**THE EXERCISE**: Everything in the data should be repeated exactly, save for the images.

──────── SUPPLIED MATERIAL ────────

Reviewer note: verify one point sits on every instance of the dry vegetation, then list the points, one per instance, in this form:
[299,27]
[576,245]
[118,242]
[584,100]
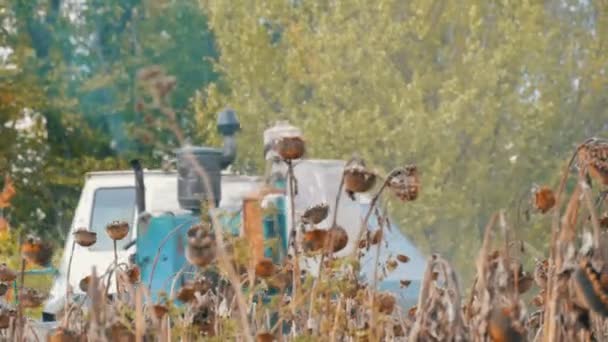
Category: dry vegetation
[231,295]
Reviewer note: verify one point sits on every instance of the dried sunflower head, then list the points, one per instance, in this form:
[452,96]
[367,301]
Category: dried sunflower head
[405,183]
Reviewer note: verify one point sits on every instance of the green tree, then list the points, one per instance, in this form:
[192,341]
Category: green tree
[72,66]
[487,97]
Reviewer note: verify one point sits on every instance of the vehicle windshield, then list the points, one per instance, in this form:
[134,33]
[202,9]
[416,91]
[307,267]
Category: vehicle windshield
[110,204]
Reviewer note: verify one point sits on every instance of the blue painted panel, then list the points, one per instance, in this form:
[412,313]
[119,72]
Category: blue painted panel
[171,257]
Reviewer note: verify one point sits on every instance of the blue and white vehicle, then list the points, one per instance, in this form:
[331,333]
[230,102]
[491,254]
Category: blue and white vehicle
[161,214]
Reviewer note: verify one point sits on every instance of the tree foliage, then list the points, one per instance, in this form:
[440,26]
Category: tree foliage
[487,97]
[71,68]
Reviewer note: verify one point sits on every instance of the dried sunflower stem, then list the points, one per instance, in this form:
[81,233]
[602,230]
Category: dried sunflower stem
[296,262]
[332,335]
[160,247]
[422,298]
[594,220]
[20,323]
[375,284]
[67,288]
[221,252]
[549,325]
[331,243]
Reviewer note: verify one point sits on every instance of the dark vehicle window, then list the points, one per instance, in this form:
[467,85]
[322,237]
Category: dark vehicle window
[111,204]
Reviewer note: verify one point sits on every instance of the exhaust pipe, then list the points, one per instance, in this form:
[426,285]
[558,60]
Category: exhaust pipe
[140,189]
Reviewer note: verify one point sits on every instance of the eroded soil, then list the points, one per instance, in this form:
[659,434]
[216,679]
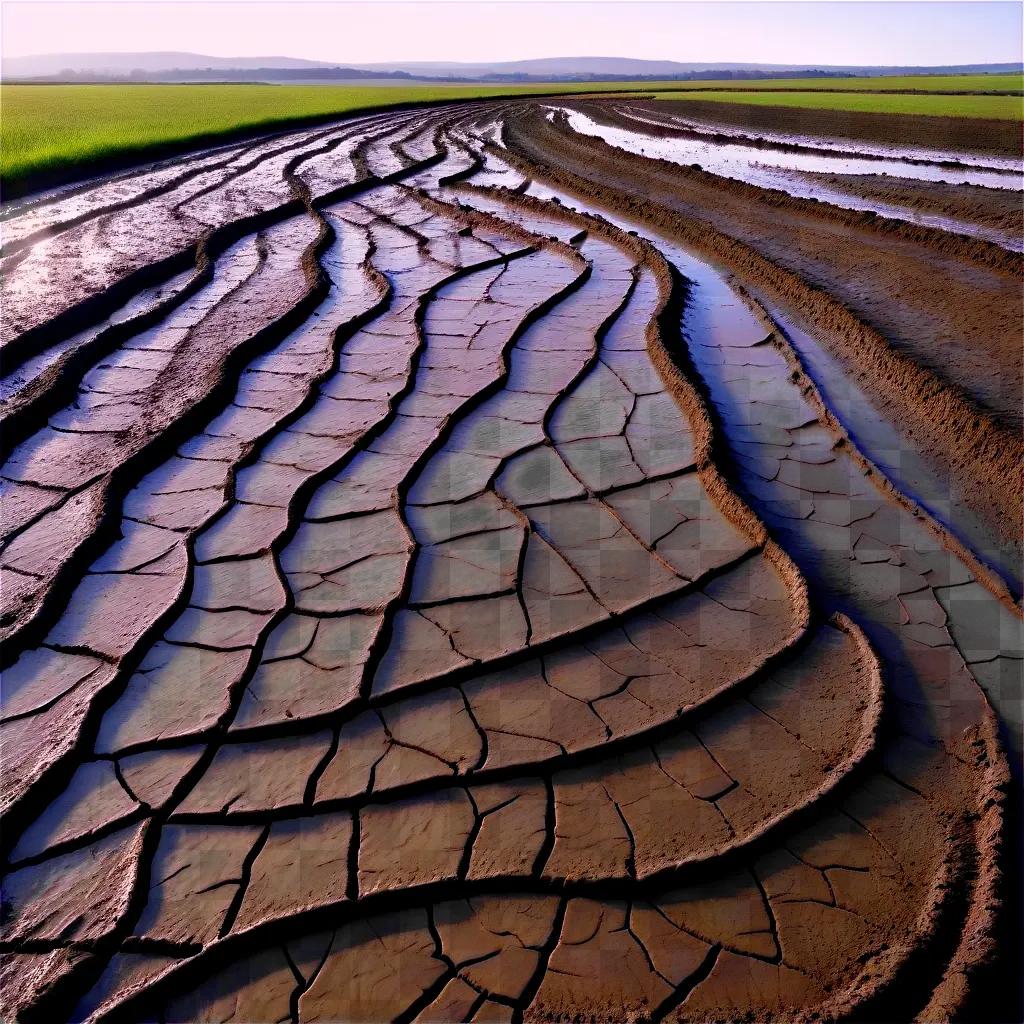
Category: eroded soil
[441,585]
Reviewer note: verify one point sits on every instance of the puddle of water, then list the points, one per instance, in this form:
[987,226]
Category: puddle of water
[861,147]
[777,169]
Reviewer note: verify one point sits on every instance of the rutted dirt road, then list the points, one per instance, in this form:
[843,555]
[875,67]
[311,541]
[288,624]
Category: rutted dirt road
[455,570]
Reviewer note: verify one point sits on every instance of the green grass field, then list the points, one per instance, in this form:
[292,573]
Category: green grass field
[50,133]
[943,104]
[47,131]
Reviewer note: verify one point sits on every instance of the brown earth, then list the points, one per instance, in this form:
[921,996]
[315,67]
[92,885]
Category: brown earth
[965,134]
[427,604]
[944,348]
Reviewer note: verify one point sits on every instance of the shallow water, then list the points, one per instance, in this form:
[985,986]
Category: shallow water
[768,168]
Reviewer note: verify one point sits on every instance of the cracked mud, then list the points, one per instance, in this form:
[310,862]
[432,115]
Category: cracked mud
[433,591]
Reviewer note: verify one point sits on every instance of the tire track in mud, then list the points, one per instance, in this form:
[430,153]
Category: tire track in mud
[521,607]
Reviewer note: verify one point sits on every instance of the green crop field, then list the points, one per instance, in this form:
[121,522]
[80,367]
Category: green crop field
[942,104]
[49,132]
[55,132]
[901,83]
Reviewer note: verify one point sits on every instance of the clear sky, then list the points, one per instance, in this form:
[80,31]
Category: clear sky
[812,32]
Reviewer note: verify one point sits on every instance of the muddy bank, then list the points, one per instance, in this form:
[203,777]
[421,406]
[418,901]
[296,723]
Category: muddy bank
[942,350]
[967,134]
[988,207]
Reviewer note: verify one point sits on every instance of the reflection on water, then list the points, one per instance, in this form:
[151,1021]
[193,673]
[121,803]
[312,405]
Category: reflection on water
[769,168]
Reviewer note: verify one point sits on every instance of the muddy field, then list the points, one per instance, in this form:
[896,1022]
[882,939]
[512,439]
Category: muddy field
[473,564]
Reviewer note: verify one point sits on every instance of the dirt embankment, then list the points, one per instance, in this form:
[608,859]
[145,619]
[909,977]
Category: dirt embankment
[933,335]
[964,134]
[994,208]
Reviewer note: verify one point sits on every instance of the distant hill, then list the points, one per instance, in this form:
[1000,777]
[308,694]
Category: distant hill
[123,64]
[182,67]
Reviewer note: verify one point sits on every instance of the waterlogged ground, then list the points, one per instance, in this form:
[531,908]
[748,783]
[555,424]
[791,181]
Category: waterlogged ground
[438,588]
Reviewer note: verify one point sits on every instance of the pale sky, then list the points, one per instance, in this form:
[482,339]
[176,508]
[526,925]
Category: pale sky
[812,32]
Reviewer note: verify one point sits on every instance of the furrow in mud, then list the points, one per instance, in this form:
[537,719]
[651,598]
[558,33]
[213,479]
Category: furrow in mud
[454,598]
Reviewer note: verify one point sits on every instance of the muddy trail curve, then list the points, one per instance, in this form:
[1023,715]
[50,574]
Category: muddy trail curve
[456,568]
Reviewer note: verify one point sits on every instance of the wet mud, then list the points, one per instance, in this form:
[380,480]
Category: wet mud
[440,586]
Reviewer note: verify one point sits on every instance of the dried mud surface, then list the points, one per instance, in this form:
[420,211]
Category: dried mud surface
[431,597]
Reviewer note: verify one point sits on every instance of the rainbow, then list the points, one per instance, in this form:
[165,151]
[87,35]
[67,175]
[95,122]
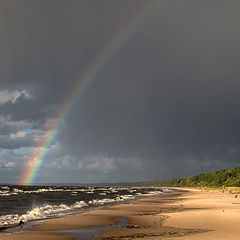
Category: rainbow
[37,158]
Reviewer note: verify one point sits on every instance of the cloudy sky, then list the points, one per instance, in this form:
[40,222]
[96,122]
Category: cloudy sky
[165,104]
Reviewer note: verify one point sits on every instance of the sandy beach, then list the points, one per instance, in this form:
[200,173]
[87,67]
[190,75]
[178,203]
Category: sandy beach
[182,214]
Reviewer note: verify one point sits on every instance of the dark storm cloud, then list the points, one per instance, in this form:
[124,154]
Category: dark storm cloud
[166,103]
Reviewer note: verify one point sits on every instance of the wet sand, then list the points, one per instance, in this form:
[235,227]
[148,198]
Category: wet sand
[179,215]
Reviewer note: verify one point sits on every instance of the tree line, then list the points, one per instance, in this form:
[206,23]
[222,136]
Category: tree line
[229,177]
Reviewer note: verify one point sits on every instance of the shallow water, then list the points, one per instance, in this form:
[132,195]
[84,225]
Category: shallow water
[91,232]
[31,203]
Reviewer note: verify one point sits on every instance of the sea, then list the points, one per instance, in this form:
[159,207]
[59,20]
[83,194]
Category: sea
[31,204]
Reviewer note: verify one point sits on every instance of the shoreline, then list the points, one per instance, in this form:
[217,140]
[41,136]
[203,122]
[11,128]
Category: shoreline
[184,214]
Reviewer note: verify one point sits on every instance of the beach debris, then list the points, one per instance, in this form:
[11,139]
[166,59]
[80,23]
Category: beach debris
[21,223]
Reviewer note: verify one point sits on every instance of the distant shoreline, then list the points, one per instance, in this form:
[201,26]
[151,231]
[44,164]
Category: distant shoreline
[188,214]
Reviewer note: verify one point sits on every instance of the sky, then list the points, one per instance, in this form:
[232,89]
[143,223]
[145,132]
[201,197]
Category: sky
[164,104]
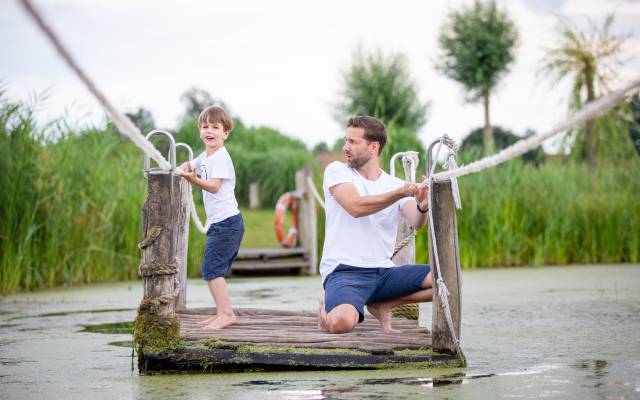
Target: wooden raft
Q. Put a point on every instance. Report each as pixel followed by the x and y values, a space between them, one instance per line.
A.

────────

**EXPECTED ANSWER**:
Reviewer note: verify one point sits on every instance of the dry vegetation, then list the points, one per instance, in this form:
[299,27]
[576,245]
[118,242]
[584,100]
Category: dry vegetation
[231,295]
Reviewer note: verify one point sits on every instance of the dried sunflower head, then list the points, one per instance, in this form:
[452,96]
[367,301]
Category: dried sunflower head
[405,183]
Reviewer note: verify one point sits on every instance of the green tree, then list the points, one per instance, in this form:
[192,341]
Category: green tree
[72,66]
[487,97]
Reviewer note: verify one point sits on every instance of the vehicle windshield, then list the points, one per instance, in this form:
[134,33]
[202,9]
[416,91]
[307,267]
Category: vehicle windshield
[110,204]
Reviewer note: verify one point sits on every instance of the blue painted panel, then list the points, one per instance, in this form:
[412,313]
[119,72]
Category: blue painted panel
[171,257]
Reviewer note: verify one point sits on every instance of the blue and white vehicle, then list the points, one per instance, in this form:
[331,333]
[230,102]
[491,254]
Category: blue and white vehicle
[161,214]
Reviewer note: verify one point sits on every instance of the tree foliage, then list the points, one per instance, in this form:
[440,26]
Category: tree foliage
[487,97]
[71,68]
Reviewer note: verify one point sits on every instance of the dried sunflower stem, then list the points, one per instance, in this form:
[81,233]
[602,230]
Category: dried sunflower stem
[296,262]
[332,335]
[160,247]
[422,298]
[594,220]
[20,323]
[375,284]
[67,288]
[221,252]
[549,325]
[331,243]
Reviewer note: verify one point sits on every instance of the dark vehicle window, then list the points, one per instance, in this form:
[467,85]
[322,237]
Category: dark vehicle window
[111,204]
Reviewer note: verify one point sits on every instance of the exhaust pipe, then list the points, one per instance, in this form:
[426,285]
[558,60]
Category: exhaust pipe
[140,189]
Reviewer note: verify one point sits on every instance of the eroded soil, then list the points, one per instance, in this form:
[659,434]
[216,679]
Category: eroded soil
[441,585]
Reviewer note: verify one point sits on every instance of the puddle of water, then list the points, one per instance, in this form:
[987,226]
Category: puddle of water
[861,147]
[777,169]
Reviewer note: verify one point sits on every instance of the rutted dirt road, then list the points, one per instance, in this form:
[843,555]
[875,67]
[311,541]
[288,624]
Category: rutted dirt road
[455,570]
Reviewer note: verify one point sits on every instance of the green grass field, then list the points, one per instance, in this form:
[292,573]
Category: green grass field
[50,133]
[943,104]
[47,131]
Reviewer note: verify one point sits on every instance of the brown earth, then list the points, one per instance, in this form:
[921,996]
[315,67]
[92,885]
Category: brown earth
[965,134]
[427,604]
[944,348]
Reviewer note: verify one point sits on every instance of the shallow water, then list the points, one per instance, in this form:
[985,986]
Category: shallow water
[768,168]
Reviewer note: verify one point sits on every instance of the cracked mud, then list the points, one per instance, in this form:
[310,862]
[432,115]
Category: cracked mud
[433,591]
Reviewer note: verify one point sits on every instance of the tire track in mud, then list the points, one per instance, in this form:
[430,153]
Category: tire track in mud
[521,607]
Reviewer note: verify one point sits on every instance of the green crop field, then list the points, one per instance, in this form:
[121,522]
[80,367]
Category: green crop field
[942,104]
[49,132]
[55,132]
[901,83]
Reviewer note: verify one point sits on every instance of the clear sky, then list the points, one per instance, in this form:
[80,31]
Category: clear sky
[812,32]
Reviewer note: verify one point sits on every instance of the muddy bank, then list the points, one per instance, in this form:
[203,777]
[421,406]
[418,901]
[296,723]
Category: muddy bank
[942,350]
[967,134]
[988,207]
Reviewer note: verify one point sits on every instance of the reflection on water, then list the points, one per instance, in this form:
[151,1021]
[193,673]
[121,803]
[312,405]
Category: reflection on water
[769,168]
Reviewer note: verify one point sits on every instance of the muddy field, then list the points, one per instance, in this form:
[896,1022]
[882,939]
[512,439]
Category: muddy field
[473,564]
Reviewer note: verify one point sits on every instance of the dirt embankment, then list the points, one per instance, in this form:
[608,859]
[145,619]
[909,977]
Category: dirt embankment
[933,335]
[964,134]
[994,208]
Reviewer note: verify one point sits on every instance of the distant hill, then list the points, one per instance, in this form:
[1000,777]
[308,694]
Category: distant hill
[123,64]
[182,67]
Reviewer note: verify one point sits on every instance of the waterlogged ground, then list the points, one per instance, in this form:
[531,908]
[748,783]
[555,424]
[791,181]
Category: waterlogged ground
[438,588]
Reviewer note: verify one point sits on every instance of the pale sky, then list the points, one per instance, in this form:
[482,339]
[176,508]
[526,925]
Category: pale sky
[812,32]
Reviewer note: verify one point sits on every instance of the furrow in mud, then list the points, one per instance, in this form:
[537,719]
[651,598]
[558,33]
[213,479]
Category: furrow in mud
[454,598]
Reviewer note: verify one point sits on every instance of the muddy trail curve, then list the points, one per instance, in this form:
[1023,715]
[50,574]
Category: muddy trail curve
[456,568]
Reviewer note: verify one point sits on every instance of the wet mud, then list the points, one per instance, in this form:
[380,480]
Category: wet mud
[440,586]
Reviewer note: verify one point sits on every instance of the dried mud surface, then list the points, one per instance, in this form:
[420,211]
Category: dried mud surface
[431,597]
Reviewer note: verify one point sits on every instance of the rainbow, then list the points, one per instance, in this form:
[165,151]
[87,35]
[67,175]
[95,122]
Category: rainbow
[37,158]
Reviewer note: verify one point sits on every instance of the cloudy sky, then list the points, one per instance, in this form:
[40,222]
[96,122]
Category: cloudy sky
[165,104]
Reviewer note: verify one point sits on every instance of the sandy beach, then list the points, one per instance, in this form:
[200,173]
[87,67]
[190,75]
[178,203]
Category: sandy beach
[182,214]
Reviewer note: verify one point sits on every instance of the dark storm cloud, then list the points, one per instance, in this form:
[124,154]
Category: dark storm cloud
[166,103]
Reviewer note: verify one point sits on every instance of the wet sand, then list the points, one per instance, in this form:
[235,227]
[148,198]
Category: wet sand
[179,215]
Reviewer note: verify one point sits on every instance of the tree line, then list the points, one per instance, in this form:
[206,23]
[222,136]
Category: tree line
[229,177]
Reviewer note: verify one point sits on every instance of the shallow water, then list the points, one per instance, in this form:
[132,195]
[84,225]
Category: shallow water
[91,232]
[31,203]
Reviewer note: verify one point sits on every instance of the sea, then list the points, one per instance, in this form:
[159,207]
[59,20]
[83,194]
Category: sea
[31,204]
Reviewer note: verify one point sits on every instance of the shoreline, then list the points, one per instance, in this form:
[217,140]
[41,136]
[203,122]
[11,128]
Category: shoreline
[184,214]
Reviewer note: verify one point sits on every instance of the beach debris, then list the points, one per instance, in this form:
[11,139]
[166,59]
[80,23]
Category: beach debris
[21,223]
Reviewer note: verify one point sits on every instance of the distant shoreline, then list the points, one per instance, in this form:
[201,26]
[151,231]
[44,164]
Category: distant shoreline
[188,214]
Reviewer note: verify one point sits on every instance of the sky, then list the points, one per instance, in this form:
[232,89]
[143,223]
[145,132]
[201,197]
Category: sky
[164,104]
Target: wooden raft
Q. Put a point on every instance. Report each as pixel followed by the x and y values, a space between them, one instance per line.
A.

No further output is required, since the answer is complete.